>> begin Listed records
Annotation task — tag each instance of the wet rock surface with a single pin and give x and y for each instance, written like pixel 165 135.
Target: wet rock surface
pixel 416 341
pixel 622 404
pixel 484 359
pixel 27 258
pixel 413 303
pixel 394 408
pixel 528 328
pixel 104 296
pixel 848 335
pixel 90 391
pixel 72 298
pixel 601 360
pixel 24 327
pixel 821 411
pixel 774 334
>> end Listed records
Task to carry out -> Copy out every line of the items above again, word for word.

Solution for this task ->
Annotation task — tag each instance of the wet rock surface with a single pin and give x and y for each instance, written like pixel 165 135.
Target: wet rock surface
pixel 416 341
pixel 622 404
pixel 484 359
pixel 27 258
pixel 413 303
pixel 394 408
pixel 528 328
pixel 104 296
pixel 848 335
pixel 90 391
pixel 72 298
pixel 601 360
pixel 24 327
pixel 821 411
pixel 774 334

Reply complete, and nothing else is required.